Written task => According to the optics glossary, what is another name for catadioptric lenses? Please answer briefly.

Document passage =>
-=-=-=-=-

Apochromatic lenses are corrected to bring all three primary colours to the same focus.

Aberration in a lens or optical system that makes lines oriented in certain directions less sharply focussed than lines running in other directions. Astigmatism also occurs in the human eye. A typical astigmatic effect would be to see the vertical lines on a sheet of graph paper sharply while seeing the horizontal lines less clearly, or vice versa.

In scope sights with ends flared to accommodate large-diameter ocular or objective lenses, the oversized lens housings are referred to as bells, as in ocular bell or objective bell.

Binocular Collimation
Regulating the two halves of a binocular for parallelism. If the halves are misaligned, the images they form will not merge into a single, sharply defined viewing image. Severe misalignment causes a perceptible multiple-image effect. Slight misalignment may not be specifically obvious, but will result in eyestrain during prolonged viewing.

Catadioptric Lens
A lens system containing front-surface mirrors in addition to refractive lenses. Catadioptric designs “fold” the light path internally to reduce the overall length of the lens system to a significantly shorter dimension than a conventional design would require for a given focal length. Catadioptric lenses, also called mirror lenses, are sometimes used as compact telephoto camera lenses and are occasionally employed in spotting scopes. They are relatively common in astronomical telescopes.

-=-=-=-=-

Stored items:
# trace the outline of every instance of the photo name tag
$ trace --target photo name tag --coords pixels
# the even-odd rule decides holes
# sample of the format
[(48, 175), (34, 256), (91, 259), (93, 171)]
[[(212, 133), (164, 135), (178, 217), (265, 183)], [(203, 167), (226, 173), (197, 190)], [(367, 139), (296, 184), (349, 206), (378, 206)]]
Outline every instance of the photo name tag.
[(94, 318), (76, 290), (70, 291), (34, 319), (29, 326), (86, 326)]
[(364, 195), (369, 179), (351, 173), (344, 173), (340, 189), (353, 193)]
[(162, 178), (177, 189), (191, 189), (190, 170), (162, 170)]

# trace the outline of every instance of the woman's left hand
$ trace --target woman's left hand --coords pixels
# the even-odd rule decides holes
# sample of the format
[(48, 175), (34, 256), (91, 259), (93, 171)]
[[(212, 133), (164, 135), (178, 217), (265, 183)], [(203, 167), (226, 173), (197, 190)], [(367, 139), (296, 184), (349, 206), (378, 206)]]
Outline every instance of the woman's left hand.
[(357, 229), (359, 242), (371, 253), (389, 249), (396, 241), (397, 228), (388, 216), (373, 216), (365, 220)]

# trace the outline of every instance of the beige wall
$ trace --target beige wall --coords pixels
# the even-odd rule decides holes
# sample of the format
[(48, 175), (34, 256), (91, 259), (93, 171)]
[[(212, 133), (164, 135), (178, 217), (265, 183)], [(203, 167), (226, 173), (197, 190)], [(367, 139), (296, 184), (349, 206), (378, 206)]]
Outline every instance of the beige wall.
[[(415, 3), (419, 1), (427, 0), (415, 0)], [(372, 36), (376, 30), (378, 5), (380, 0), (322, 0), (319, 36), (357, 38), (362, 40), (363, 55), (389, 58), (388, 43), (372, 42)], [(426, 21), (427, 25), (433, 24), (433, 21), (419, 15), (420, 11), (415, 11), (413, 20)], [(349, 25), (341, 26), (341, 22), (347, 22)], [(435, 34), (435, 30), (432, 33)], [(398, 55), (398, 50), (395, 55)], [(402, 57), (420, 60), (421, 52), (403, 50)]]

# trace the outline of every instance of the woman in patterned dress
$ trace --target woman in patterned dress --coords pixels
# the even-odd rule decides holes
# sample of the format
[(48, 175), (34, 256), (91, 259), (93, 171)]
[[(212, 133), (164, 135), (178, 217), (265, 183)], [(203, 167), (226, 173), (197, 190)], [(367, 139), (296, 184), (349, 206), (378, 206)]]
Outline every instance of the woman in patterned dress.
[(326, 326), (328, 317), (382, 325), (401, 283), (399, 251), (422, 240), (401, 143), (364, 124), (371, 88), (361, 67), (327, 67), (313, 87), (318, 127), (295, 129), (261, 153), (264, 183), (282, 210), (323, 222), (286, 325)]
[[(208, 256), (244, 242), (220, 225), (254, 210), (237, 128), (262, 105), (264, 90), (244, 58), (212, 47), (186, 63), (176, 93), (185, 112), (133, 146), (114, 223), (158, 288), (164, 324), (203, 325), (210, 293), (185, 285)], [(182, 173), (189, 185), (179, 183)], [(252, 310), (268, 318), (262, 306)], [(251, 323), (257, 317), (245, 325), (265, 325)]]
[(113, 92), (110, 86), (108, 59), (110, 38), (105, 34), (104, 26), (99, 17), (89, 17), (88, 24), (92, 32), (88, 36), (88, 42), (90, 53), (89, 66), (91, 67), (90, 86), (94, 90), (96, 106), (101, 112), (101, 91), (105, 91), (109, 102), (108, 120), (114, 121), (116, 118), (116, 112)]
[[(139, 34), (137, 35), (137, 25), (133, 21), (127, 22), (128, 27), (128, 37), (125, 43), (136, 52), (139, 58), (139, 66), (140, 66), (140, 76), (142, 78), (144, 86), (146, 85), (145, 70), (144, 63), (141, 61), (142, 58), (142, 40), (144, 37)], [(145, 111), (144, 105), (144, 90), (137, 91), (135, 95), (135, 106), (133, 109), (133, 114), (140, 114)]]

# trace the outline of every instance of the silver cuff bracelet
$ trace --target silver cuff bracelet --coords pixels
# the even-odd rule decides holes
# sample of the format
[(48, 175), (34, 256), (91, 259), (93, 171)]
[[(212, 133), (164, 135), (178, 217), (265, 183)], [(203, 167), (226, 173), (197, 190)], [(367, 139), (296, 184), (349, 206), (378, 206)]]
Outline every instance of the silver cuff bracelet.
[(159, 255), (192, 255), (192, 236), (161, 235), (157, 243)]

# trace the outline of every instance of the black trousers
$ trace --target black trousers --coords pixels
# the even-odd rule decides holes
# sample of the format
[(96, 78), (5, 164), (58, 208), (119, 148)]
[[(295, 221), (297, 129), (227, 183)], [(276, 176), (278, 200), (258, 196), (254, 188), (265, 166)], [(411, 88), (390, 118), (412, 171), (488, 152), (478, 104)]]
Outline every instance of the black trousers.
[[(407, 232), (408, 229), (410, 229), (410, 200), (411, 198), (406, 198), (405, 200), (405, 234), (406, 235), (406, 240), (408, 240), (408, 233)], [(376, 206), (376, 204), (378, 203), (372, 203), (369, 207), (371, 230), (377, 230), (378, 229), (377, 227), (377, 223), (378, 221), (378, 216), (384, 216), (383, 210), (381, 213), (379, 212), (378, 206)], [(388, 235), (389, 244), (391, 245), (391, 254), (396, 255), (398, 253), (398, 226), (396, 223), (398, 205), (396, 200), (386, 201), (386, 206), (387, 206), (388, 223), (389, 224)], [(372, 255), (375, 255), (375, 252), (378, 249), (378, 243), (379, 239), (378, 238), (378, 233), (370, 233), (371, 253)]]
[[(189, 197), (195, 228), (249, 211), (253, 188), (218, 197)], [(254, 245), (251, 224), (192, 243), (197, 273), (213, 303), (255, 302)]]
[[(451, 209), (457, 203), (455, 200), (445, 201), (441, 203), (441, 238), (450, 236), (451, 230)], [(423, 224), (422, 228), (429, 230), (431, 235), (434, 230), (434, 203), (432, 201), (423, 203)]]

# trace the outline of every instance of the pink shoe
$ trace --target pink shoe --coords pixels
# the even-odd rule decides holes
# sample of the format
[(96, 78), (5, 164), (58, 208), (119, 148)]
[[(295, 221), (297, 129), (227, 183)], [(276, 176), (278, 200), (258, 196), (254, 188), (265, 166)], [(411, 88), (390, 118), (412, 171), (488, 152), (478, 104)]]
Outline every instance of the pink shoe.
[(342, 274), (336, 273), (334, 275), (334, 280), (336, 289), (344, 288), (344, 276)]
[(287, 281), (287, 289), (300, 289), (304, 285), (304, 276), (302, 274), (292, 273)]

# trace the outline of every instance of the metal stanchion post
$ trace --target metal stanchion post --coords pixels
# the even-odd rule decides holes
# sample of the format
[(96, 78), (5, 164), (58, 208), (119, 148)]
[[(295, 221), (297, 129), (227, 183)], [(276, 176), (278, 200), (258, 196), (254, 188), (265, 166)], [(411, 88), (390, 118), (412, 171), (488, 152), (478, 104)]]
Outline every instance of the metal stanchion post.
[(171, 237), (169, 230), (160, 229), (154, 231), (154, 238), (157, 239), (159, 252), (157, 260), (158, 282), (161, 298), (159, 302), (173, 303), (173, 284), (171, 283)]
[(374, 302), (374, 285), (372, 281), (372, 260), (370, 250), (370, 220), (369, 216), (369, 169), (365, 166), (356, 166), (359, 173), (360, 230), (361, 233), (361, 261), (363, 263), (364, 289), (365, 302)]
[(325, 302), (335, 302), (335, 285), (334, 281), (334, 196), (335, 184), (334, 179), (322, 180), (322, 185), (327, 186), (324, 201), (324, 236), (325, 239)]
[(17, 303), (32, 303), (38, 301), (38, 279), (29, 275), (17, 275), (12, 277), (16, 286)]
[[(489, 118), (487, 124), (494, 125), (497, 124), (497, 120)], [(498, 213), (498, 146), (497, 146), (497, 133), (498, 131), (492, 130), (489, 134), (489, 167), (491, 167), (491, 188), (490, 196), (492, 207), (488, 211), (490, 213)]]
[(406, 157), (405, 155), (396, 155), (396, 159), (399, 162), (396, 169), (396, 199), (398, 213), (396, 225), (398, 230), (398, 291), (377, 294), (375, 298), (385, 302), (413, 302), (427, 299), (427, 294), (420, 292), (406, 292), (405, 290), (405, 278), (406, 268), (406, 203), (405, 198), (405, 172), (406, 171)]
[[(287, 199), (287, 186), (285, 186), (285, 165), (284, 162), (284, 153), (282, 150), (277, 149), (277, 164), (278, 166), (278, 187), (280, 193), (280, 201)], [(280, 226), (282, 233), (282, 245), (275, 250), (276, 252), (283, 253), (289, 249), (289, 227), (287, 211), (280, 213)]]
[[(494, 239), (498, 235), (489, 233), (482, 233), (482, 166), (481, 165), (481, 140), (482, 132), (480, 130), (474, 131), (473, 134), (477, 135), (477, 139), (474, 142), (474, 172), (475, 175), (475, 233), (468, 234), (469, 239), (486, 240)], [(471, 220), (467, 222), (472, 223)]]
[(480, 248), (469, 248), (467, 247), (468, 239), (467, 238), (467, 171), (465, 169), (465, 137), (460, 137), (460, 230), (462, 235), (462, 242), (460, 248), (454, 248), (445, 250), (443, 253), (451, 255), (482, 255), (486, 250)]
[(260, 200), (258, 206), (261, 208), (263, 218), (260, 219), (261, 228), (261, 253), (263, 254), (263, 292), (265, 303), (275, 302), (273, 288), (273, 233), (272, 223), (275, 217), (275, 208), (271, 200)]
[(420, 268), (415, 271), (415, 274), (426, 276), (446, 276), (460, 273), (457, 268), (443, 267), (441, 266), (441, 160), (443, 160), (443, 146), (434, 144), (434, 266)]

-=-=-=-=-

Written response => Mirror lenses.